**YOUR OBJECTIVE**
In the data below, find the line that contains "the printer control" and the line that contains "Target: desk surface". Copy both, plus every line between them, exactly.

**TASK INPUTS**

....

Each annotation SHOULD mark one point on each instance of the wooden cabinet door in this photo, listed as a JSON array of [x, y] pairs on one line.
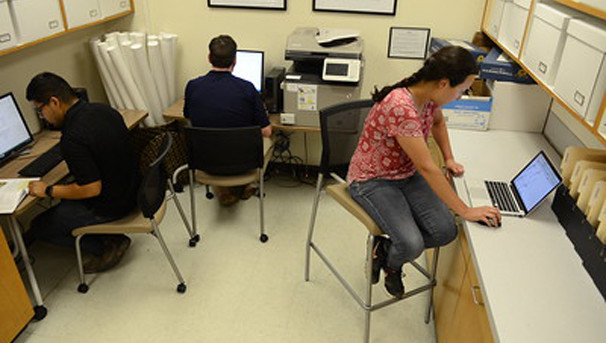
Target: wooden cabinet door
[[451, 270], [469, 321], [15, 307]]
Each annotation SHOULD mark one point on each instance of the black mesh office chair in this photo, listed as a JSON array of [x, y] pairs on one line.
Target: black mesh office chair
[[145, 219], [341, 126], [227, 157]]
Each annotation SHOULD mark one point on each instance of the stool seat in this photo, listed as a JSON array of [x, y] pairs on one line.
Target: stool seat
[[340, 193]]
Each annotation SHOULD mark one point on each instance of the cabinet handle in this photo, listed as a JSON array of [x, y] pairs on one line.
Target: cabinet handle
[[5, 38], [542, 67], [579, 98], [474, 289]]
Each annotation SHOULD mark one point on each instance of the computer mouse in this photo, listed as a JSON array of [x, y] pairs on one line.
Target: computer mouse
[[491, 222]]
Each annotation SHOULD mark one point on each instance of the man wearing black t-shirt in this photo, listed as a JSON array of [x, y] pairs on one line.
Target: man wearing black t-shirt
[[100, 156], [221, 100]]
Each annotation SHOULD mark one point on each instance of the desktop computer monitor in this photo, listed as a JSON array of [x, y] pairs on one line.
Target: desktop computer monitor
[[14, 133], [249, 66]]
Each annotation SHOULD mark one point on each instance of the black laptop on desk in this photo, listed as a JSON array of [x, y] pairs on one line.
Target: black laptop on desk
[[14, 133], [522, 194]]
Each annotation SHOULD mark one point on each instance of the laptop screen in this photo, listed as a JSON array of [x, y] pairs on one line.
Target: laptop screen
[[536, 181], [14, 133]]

....

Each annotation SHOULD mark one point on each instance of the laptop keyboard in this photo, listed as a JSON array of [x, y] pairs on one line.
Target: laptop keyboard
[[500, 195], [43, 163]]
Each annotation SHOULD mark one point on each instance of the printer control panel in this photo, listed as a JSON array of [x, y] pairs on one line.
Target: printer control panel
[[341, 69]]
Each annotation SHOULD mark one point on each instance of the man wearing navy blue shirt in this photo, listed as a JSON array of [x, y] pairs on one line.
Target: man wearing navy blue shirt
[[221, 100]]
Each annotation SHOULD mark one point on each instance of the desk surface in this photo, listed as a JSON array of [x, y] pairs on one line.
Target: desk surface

....

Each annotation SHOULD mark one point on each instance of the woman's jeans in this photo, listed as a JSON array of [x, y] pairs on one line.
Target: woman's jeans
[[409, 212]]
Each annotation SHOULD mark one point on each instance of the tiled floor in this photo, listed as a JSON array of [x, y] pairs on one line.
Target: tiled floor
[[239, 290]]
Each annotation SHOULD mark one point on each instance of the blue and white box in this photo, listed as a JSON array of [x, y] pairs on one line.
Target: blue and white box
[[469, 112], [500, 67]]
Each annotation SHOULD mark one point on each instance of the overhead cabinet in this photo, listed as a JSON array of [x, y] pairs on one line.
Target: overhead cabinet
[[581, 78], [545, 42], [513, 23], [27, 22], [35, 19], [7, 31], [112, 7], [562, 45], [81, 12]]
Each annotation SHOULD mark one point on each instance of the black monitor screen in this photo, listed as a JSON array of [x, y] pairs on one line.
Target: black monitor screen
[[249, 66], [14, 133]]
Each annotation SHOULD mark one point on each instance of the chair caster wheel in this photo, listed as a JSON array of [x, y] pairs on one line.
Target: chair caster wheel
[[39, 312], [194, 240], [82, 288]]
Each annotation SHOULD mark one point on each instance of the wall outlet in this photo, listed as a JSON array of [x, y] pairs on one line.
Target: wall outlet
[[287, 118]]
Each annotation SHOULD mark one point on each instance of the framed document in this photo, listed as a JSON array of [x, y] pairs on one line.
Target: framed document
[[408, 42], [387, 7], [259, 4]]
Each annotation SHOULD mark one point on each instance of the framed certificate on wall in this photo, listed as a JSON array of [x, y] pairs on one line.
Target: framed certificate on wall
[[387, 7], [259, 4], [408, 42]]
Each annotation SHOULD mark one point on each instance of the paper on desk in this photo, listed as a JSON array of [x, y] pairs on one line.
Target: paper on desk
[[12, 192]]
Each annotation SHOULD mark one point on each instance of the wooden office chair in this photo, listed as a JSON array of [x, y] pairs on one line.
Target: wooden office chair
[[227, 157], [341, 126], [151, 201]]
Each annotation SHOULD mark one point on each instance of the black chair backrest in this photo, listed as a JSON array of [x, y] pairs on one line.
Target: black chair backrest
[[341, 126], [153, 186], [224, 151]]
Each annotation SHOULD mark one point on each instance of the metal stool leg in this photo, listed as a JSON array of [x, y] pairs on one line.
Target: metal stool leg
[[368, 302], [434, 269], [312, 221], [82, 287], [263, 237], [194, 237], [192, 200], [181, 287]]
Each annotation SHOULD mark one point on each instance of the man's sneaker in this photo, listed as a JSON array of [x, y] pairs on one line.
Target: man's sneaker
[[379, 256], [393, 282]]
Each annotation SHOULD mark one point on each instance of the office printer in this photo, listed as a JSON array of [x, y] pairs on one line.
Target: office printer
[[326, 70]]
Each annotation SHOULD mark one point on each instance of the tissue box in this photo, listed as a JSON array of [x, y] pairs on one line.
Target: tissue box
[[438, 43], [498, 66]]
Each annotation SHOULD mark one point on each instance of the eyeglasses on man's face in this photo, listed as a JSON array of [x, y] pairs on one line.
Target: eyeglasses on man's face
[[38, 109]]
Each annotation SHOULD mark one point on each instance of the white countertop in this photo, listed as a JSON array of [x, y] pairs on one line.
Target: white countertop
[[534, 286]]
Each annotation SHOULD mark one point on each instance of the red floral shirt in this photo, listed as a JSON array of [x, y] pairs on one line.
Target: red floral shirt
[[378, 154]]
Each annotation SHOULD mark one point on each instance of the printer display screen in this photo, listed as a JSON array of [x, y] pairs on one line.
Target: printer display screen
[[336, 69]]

....

**PROBLEM SOLUTION**
Each annotation SHOULD mark one point on each instance of the printer control panel in this photo, listed as a JSON array of [x, y] pairs on one line.
Target: printer control panel
[[341, 69]]
Each annotation SHOULD mark one point on each instance of the man wearing navy blue shirt in this photo, listed as a JSON array of [x, y] pairs on one line.
Target: man wearing navy blue shirt
[[221, 100]]
Each annotation SHOULD mark one point on each instance of the desk surface in this photo, listed as a JSON array of [x, y] pairs on one line.
Target: desk surface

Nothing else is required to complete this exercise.